*ABOUT THIS TASK*. Could you resume the commentary below on the May 2010 primaries and the budget deficit, continuing from its last sentence?

*EXTRACT PROVIDED*.
What do Seskak and Rand have in common? They remove all blame from Americans.

Americans love politicians that enable them to shun personal responsibility and remain in that state of denial.

Rep. Joseph Sestak is seen in his office on Capitol Hill in Washington on Thursday, May 20. Sestak defeated Sen. Arlen Specter, Tuesday, to become the Pennsylvania Democratic Senate candidate.

Harry Hamburg/AP

May 21, 2010

In the Washington Post, Matt Miller asks “What do the primaries mean?”…and then he responds “Beats me.” But Matt reveals a lot more than he takes credit for, when he leads off with the following (emphasis added):

I know I could lose my pundit’s license for saying this, but I have no idea what Tuesday’s elections mean. Yes, of course, they mean “incumbents beware” — unless you’re an incumbent like Ron Wyden of Oregon, who skated easily to victory. Or maybe they mean voters want Washington to get serious about our out-of-control deficits — except that Tea Party poster boy Rand Paul opposes cuts in Medicare, the biggest source of our spending woes, and Pennsylvania victor Joe Sestak says we can fix the budget without raising taxes on anyone but the rich, which isn’t true. Which also cuts against the theory that voters want “answers” from Washington.

What these candidates seem to have in common is their talent in perpetuating the delusion of many Americans that the budget deficit is the fault of “the establishment” in Washington–and has nothing to do with what they themselves have demanded from that “establishment” in terms of tax cuts or government programs, or their unwillingness to pay for those desires.

*DATA TO EXAMINE*.

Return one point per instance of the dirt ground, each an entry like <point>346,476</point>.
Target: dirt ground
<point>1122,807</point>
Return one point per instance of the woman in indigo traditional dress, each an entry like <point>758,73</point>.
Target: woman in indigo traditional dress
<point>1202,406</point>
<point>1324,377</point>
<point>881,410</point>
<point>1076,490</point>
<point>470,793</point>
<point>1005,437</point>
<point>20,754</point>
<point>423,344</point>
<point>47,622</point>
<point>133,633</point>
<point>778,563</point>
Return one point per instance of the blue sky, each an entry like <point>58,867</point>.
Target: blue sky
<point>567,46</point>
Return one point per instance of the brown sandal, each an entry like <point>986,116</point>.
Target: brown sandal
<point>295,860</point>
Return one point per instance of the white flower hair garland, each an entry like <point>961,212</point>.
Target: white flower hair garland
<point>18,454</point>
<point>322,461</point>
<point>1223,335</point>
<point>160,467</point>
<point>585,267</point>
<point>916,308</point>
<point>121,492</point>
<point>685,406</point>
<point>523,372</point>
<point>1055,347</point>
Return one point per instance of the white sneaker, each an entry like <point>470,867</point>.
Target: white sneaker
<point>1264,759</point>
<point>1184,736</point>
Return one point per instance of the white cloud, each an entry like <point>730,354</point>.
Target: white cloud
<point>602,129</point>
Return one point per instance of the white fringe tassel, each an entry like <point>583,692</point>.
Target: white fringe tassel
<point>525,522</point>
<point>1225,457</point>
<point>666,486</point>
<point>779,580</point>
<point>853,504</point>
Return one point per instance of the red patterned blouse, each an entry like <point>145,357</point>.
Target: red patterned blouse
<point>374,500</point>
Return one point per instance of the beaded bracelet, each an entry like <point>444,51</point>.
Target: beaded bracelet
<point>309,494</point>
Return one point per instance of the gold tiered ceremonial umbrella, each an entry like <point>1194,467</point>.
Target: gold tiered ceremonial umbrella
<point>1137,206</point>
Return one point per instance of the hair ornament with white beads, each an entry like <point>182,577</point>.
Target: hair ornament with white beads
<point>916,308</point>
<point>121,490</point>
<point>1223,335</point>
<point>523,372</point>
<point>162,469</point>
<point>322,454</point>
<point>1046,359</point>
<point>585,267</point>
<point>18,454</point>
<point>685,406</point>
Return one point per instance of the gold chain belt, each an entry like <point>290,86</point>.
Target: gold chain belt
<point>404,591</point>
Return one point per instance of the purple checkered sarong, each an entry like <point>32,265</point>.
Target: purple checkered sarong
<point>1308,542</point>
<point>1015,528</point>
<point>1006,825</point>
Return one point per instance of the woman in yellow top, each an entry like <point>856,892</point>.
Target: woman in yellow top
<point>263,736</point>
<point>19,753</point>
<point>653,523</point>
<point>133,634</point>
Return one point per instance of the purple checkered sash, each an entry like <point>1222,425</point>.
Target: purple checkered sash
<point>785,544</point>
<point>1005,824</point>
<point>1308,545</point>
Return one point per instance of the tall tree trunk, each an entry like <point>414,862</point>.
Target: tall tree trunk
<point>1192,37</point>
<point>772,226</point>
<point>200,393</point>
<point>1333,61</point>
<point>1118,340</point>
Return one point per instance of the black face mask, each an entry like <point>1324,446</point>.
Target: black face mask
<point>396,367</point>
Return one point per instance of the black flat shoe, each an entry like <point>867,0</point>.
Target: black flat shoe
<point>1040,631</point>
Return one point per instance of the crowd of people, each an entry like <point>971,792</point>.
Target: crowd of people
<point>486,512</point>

*WRITTEN RESPONSE*.
Matt concludes that whatever is going on right now, it’s a familiar pattern that we tend to see every two years or so, as voters repeat the familiar, “not my fault” script:

What these trends portend is lasting voter frustration as it dawns on a widening swath of Americans that the perquisites of middle-class life, and the prospects of upward mobility for their children, may elude them. These strains won’t change in the two years before the next election, or in the two years after that, or the in two after that, unless policies are introduced that go radically beyond the boundaries of current debate. Instead we’ll see a cycle in which voters take stock every two years and say: “My insurance premiums are still going up — we still can’t save enough for college, let alone for retirement — and you people in charge haven’t fixed any of this!”

Yep. Americans sure love those politicians that enable them to shun personal responsibility and remain in that state of dysfunctional denial where nothing is their fault and everyone else is to blame. I think that’s a big part of what these primaries tell us. That doesn’t bode well for getting a new crop of politicians who will actually improve the very situation the voters claim to be complaining about.